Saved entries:
|---|

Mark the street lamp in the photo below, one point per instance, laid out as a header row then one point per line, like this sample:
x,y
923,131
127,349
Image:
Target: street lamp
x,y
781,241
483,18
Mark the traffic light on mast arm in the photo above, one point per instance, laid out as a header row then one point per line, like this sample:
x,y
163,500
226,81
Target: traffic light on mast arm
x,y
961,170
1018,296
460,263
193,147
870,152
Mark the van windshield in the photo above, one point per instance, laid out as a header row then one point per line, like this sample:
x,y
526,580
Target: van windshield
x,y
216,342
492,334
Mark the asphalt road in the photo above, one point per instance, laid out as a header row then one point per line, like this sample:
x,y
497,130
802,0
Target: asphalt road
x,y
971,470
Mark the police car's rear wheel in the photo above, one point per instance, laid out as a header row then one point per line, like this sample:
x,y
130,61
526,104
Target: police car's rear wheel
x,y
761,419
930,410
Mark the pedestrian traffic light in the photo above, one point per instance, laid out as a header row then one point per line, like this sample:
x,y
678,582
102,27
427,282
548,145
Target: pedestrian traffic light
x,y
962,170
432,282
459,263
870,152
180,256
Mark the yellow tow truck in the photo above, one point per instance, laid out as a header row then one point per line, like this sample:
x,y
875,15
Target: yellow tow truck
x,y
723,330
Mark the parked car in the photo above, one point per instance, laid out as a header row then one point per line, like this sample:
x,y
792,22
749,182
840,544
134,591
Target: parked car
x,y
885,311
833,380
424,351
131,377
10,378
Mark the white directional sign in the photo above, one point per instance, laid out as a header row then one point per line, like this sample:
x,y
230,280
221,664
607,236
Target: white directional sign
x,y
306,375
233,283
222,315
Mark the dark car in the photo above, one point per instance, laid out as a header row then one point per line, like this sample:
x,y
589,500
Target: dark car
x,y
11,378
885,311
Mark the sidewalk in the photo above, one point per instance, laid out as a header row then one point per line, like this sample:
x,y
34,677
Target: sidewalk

|---|

Instructions to follow: Exactly as they appear above, return all of the records.

Reply:
Mark the street lamp in the photo below, one point per instance, laid out as a header row then one point per line, like this sample:
x,y
923,131
127,349
Image:
Target: street lamp
x,y
781,241
483,18
Mark the traffic light on mast arm in the photo above, one point per instance, laid out as a header row then one point per line, like this sample:
x,y
163,500
226,81
Target: traffic light on mast arm
x,y
961,170
1018,296
460,263
193,147
870,152
Mark the van windshield in the photo above, one point per instance, laid out as a header row then one point per line, like this sample:
x,y
526,580
Target: van windshield
x,y
216,342
492,334
Mark the asphalt road in the photo above, one point per instance, laid out as a header row then one point per line, like this sample:
x,y
497,130
802,0
Target: asphalt road
x,y
971,470
Mark the police car's rear wheel in the photo above, one point per instance, laid out as a header row then one point per line, like this sample:
x,y
130,61
526,104
Target: police car's rear wheel
x,y
761,419
930,410
Mark the pedestrian traffic light in the photo above, one point per instance, laid out as a header row then one point per line, like this sample:
x,y
678,582
102,27
427,282
548,145
Target: pedestrian traffic light
x,y
962,170
432,282
459,263
870,152
180,256
Mark the yellow tow truck in the photo above, one point per instance, laid out as a header row then one point per line, like this sample:
x,y
875,15
Target: yellow tow truck
x,y
723,330
Mark the parked car in the photo above, one point per instance, laid out as a header row then one point per line, like this sample:
x,y
792,22
749,182
840,544
134,591
Target: parked car
x,y
885,311
833,380
424,351
131,377
10,378
Mark the white directional sign in the photo above, one point per instance, laid out as a header row then one point per line, like this sample:
x,y
230,280
221,664
607,236
Target: white directional sign
x,y
306,375
233,283
222,315
Mark the dark car in the photo above, one point per instance, laid out as a header row then one point per line, like this sample:
x,y
589,500
Target: dark car
x,y
11,378
885,311
Mark the sidewalk in the photo above, one point per instance, laid out as a header row then one point per line, like this sample:
x,y
34,677
Target: sidewalk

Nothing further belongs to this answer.